Bacaan.
- - -

Sholawat dan salam kami haturkan kepada junjungan alam, yaitu pembawa Risalatu Rittauhid Nabi Agung Muhammad SAW. Terimakasih juga kepada dosen pembimbing dan semua pihak yang membantu dalam pembuatan makalah dengan tema Perencanaan Media Menuju Pendidikan Yang Bermutu.
Tentunya tugas ini tak pernah luput dari kesalahan dan kekurangan, baik itu di segi penulisan ataupun penyusunan.untuk tu kami sangat mengharapkan kritik dan saran dari pembaca yang sifatnya membangun untuk perbaikan makalah di kemudian hari.


                                                                                                               Hormat kami,

    Kelompok I
Mata Kuliah Media Pembelajaran




2.     Latar Belakang Masalah
Dalam tahun-tahun belakangan ini telah terjadi pergeseran paradigma dalam pembelajaran ke arah paradigma konstruktivisme. Menurut pandangan ini bahwa pengetahuan tidak begitu saja bisa ditransfer oleh guru ke pikiran siswa, tetapi pengetahuan tersebut dikonstruksi di dalam pikiran siswa itu sendiri. Guru bukanlah satu-satunya sumber belajar bagi siswa (teacher centered), tetapi yang lebih diharapkan adalah bahwa pembelajaran berpusat pada siswa (student centered). Dalam kondisi seperti ini, guru atau pengajar lebih banyak berfungsi sebagai fasilitator pembelajaran. Jadi, siswa atau pebelajar sebaiknya secara aktif berinteraksi dengan sumber belajar, berupa lingkungan. Lingkungan yang dimaksud adalah guru itu sendiri, siswa lain, kepala sekolah, petugas perpustakaan, bahan atau materi ajar (berupa buku, modul, selebaran, majalah, rekaman video, atau audio, dan yang sejenis), dan berbagai sumber belajar serta fasilitas (OHP, perekam pita audio dan video, radio, televisi, komputer, perpustakaan, laboratorium, pusat-pusat sumber belajar, termasuk alam sekitar).

- - -

Data Rekaman.
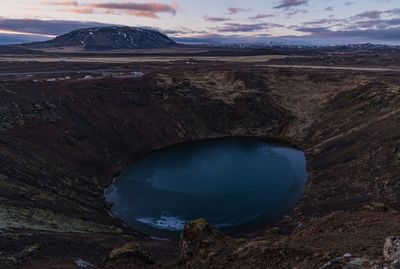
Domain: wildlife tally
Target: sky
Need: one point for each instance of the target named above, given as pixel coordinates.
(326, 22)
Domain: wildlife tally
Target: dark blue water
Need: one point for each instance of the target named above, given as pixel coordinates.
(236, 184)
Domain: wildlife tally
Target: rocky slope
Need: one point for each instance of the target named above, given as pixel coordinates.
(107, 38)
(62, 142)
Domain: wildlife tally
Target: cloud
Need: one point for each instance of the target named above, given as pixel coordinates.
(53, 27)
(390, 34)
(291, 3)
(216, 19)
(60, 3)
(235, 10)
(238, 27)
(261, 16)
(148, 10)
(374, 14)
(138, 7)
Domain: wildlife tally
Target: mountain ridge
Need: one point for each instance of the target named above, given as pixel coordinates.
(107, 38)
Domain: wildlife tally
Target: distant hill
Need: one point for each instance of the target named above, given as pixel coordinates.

- - -

Soal Latihan.
a: Salin bagian bacaan tentang perencanaan media pembelajaran persis apa adanya, mulai dari "Sholawat dan salam" sampai "di kemudian hari.".
b: Rangkumlah bacaan tersebut dalam dua kalimat.

Jawaban Setiap Soal.
a:
Sholawat dan salam kami haturkan kepada junjungan alam, yaitu pembawa Risalatu Rittauhid Nabi Agung Muhammad SAW. Terimakasih juga kepada dosen pembimbing dan semua pihak yang membantu dalam pembuatan makalah dengan tema Perencanaan Media Menuju Pendidikan Yang Bermutu.
Tentunya tugas ini tak pernah luput dari kesalahan dan kekurangan, baik itu di segi penulisan ataupun penyusunan.untuk tu kami sangat mengharapkan kritik dan saran dari pembaca yang sifatnya membangun untuk perbaikan makalah di kemudian hari.

b: Bagian awal bacaan menyampaikan sholawat dan salam kepada Nabi Muhammad SAW, ucapan terima kasih kepada dosen pembimbing dan semua pihak yang membantu pembuatan makalah bertema Perencanaan Media Menuju Pendidikan Yang Bermutu, serta harapan akan kritik dan saran yang membangun dari pembaca. Latar belakang masalahnya menjelaskan pergeseran paradigma pembelajaran ke arah konstruktivisme: pengetahuan dikonstruksi di dalam pikiran siswa, pembelajaran berpusat pada siswa, guru berfungsi sebagai fasilitator, dan siswa sebaiknya aktif berinteraksi dengan lingkungan sebagai sumber belajar.